▸ What you will do
Set out the lines below as a Markdown table with two columns, Row for the row number and Line for the line itself, leaving out any blank lines.
# # #
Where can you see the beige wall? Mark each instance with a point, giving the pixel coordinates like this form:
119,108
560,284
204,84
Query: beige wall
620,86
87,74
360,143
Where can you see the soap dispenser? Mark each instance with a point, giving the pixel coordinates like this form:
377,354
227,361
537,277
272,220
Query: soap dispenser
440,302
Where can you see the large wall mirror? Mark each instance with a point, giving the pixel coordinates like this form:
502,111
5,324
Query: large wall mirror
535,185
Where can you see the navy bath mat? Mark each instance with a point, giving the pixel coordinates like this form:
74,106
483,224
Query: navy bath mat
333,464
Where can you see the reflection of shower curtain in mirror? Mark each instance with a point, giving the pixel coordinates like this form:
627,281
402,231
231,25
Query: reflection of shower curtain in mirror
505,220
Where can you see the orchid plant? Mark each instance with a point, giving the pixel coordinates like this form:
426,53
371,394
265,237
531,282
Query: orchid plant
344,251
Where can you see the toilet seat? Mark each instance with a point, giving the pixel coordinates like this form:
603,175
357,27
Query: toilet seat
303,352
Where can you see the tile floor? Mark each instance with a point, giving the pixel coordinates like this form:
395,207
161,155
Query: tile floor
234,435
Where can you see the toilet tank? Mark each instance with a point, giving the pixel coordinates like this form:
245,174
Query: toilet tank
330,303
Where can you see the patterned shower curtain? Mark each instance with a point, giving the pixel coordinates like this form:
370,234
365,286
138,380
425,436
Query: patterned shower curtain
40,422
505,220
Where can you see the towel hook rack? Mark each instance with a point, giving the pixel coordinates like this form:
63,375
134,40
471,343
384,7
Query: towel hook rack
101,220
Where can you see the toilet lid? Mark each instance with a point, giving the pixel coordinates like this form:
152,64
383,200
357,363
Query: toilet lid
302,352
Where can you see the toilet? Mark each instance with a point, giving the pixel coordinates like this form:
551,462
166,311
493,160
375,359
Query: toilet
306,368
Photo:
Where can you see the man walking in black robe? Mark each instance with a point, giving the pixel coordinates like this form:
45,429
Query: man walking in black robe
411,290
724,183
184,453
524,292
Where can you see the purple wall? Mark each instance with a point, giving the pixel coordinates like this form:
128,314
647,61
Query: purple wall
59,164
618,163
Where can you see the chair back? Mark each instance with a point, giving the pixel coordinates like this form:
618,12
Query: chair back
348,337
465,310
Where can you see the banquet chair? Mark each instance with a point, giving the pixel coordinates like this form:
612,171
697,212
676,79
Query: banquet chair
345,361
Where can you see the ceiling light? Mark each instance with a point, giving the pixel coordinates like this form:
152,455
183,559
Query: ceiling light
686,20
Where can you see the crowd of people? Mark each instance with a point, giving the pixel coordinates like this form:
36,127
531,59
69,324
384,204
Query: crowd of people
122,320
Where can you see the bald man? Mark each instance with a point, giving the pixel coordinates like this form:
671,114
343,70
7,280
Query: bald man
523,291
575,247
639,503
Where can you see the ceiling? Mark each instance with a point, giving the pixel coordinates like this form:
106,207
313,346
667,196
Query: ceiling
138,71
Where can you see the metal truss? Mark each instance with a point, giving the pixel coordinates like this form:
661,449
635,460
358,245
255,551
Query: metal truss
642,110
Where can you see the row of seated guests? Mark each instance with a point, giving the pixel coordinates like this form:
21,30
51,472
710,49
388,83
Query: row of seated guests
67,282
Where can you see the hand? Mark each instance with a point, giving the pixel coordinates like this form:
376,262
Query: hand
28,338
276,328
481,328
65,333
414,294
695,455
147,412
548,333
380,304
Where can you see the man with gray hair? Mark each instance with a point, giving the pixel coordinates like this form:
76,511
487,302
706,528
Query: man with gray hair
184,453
# # #
▸ Answer to the exercise
| Row | Line |
|---|---|
| 1 | Where can you see the beige wall? Mark each instance with a point, giving the pixel coordinates like this form: |
| 2 | 119,108 |
| 3 | 560,284 |
| 4 | 204,84 |
| 5 | Query: beige wall |
| 6 | 620,86 |
| 7 | 87,74 |
| 8 | 360,143 |
| 9 | Where can you see the soap dispenser? Mark each instance with a point, giving the pixel coordinates like this form: |
| 10 | 377,354 |
| 11 | 227,361 |
| 12 | 537,277 |
| 13 | 272,220 |
| 14 | Query: soap dispenser |
| 15 | 440,302 |
| 16 | Where can you see the large wall mirror? Mark each instance with a point, giving the pixel coordinates like this form: |
| 17 | 502,111 |
| 18 | 5,324 |
| 19 | Query: large wall mirror |
| 20 | 535,185 |
| 21 | Where can you see the navy bath mat? Mark each instance with a point, giving the pixel coordinates like this form: |
| 22 | 74,106 |
| 23 | 483,224 |
| 24 | Query: navy bath mat |
| 25 | 333,464 |
| 26 | Where can you see the reflection of shower curtain in mirror? Mark each instance with a point, giving the pixel coordinates like this form: |
| 27 | 627,281 |
| 28 | 402,231 |
| 29 | 231,25 |
| 30 | Query: reflection of shower curtain in mirror |
| 31 | 505,220 |
| 32 | Where can you see the orchid plant? Mark each instance with a point, giving the pixel coordinates like this form: |
| 33 | 426,53 |
| 34 | 371,394 |
| 35 | 265,237 |
| 36 | 531,282 |
| 37 | Query: orchid plant |
| 38 | 344,251 |
| 39 | Where can you see the toilet seat? Mark each instance with a point, giving the pixel coordinates like this form: |
| 40 | 603,175 |
| 41 | 357,27 |
| 42 | Query: toilet seat |
| 43 | 303,352 |
| 44 | Where can you see the tile floor? Mark each instance with a point, giving the pixel coordinates like this form: |
| 45 | 395,207 |
| 46 | 161,155 |
| 47 | Query: tile floor |
| 48 | 234,435 |
| 49 | Where can you see the toilet tank? Mark each instance with a point, giving the pixel coordinates like this form: |
| 50 | 245,174 |
| 51 | Query: toilet tank |
| 52 | 330,303 |
| 53 | Where can you see the patterned shower curtain? Mark each instance with a point, giving the pixel coordinates like this form: |
| 54 | 370,234 |
| 55 | 365,286 |
| 56 | 138,380 |
| 57 | 425,436 |
| 58 | Query: patterned shower curtain |
| 59 | 40,422 |
| 60 | 505,220 |
| 61 | Where can you see the towel hook rack? Mark each instance with a point, giving the pixel coordinates like this form: |
| 62 | 63,375 |
| 63 | 134,40 |
| 64 | 471,343 |
| 65 | 384,7 |
| 66 | Query: towel hook rack |
| 67 | 101,220 |
| 68 | Where can you see the toilet lid? Mark each instance with a point, giving the pixel coordinates like this form: |
| 69 | 152,64 |
| 70 | 383,200 |
| 71 | 357,363 |
| 72 | Query: toilet lid |
| 73 | 302,352 |
| 74 | Where can you see the toilet? Mark each instance with a point, giving the pixel coordinates like this form: |
| 75 | 551,462 |
| 76 | 166,311 |
| 77 | 493,160 |
| 78 | 375,359 |
| 79 | Query: toilet |
| 80 | 306,368 |
| 81 | Photo: |
| 82 | Where can you see the man walking in black robe? Mark each instance with a point, giving the pixel coordinates like this form: |
| 83 | 45,429 |
| 84 | Query: man walking in black robe |
| 85 | 411,290 |
| 86 | 724,183 |
| 87 | 184,453 |
| 88 | 524,292 |
| 89 | Where can you see the purple wall? Mark each instance with a point, giving the pixel coordinates like this form: |
| 90 | 128,314 |
| 91 | 647,61 |
| 92 | Query: purple wall |
| 93 | 59,164 |
| 94 | 618,163 |
| 95 | Where can you see the chair back? Mark each instance with a point, giving the pixel coordinates like this form: |
| 96 | 618,12 |
| 97 | Query: chair back |
| 98 | 348,337 |
| 99 | 465,310 |
| 100 | Where can you see the banquet chair? Mark each instance with a point, giving the pixel coordinates like this form: |
| 101 | 612,171 |
| 102 | 697,212 |
| 103 | 676,79 |
| 104 | Query: banquet chair |
| 105 | 345,361 |
| 106 | Where can you see the ceiling light? Mark each instance with a point, giving the pixel coordinates like this form: |
| 107 | 152,455 |
| 108 | 183,559 |
| 109 | Query: ceiling light |
| 110 | 686,20 |
| 111 | Where can you see the crowd of people? Mark each instance with a point, giving the pixel coordinates like this form: |
| 112 | 36,127 |
| 113 | 531,59 |
| 114 | 69,324 |
| 115 | 384,204 |
| 116 | Query: crowd of people |
| 117 | 122,320 |
| 118 | Where can you see the bald man? Mark each instance with a point, giving the pixel coordinates like this form: |
| 119 | 671,114 |
| 120 | 343,70 |
| 121 | 7,280 |
| 122 | Query: bald man |
| 123 | 523,291 |
| 124 | 575,247 |
| 125 | 639,503 |
| 126 | Where can you see the ceiling? Mark each instance with a point, giving the pixel coordinates like this form: |
| 127 | 106,207 |
| 128 | 313,346 |
| 129 | 667,196 |
| 130 | Query: ceiling |
| 131 | 138,71 |
| 132 | Where can you see the metal truss? Mark each instance with a point, giving the pixel coordinates like this form: |
| 133 | 661,449 |
| 134 | 635,460 |
| 135 | 358,245 |
| 136 | 255,551 |
| 137 | Query: metal truss |
| 138 | 642,110 |
| 139 | Where can you see the row of seated guests? Mark each instance with a point, giving the pixel coordinates like this form: |
| 140 | 21,30 |
| 141 | 51,472 |
| 142 | 710,49 |
| 143 | 388,83 |
| 144 | Query: row of seated guests |
| 145 | 67,282 |
| 146 | Where can you see the hand? Mark each instance with a point, giving the pixel coordinates like this form: |
| 147 | 376,262 |
| 148 | Query: hand |
| 149 | 28,338 |
| 150 | 276,328 |
| 151 | 481,328 |
| 152 | 65,333 |
| 153 | 414,294 |
| 154 | 695,455 |
| 155 | 147,412 |
| 156 | 548,333 |
| 157 | 380,304 |
| 158 | Where can you see the man with gray hair? Mark each instance with a point, giving the pixel coordinates like this form: |
| 159 | 76,511 |
| 160 | 487,302 |
| 161 | 706,528 |
| 162 | Query: man with gray hair |
| 163 | 184,453 |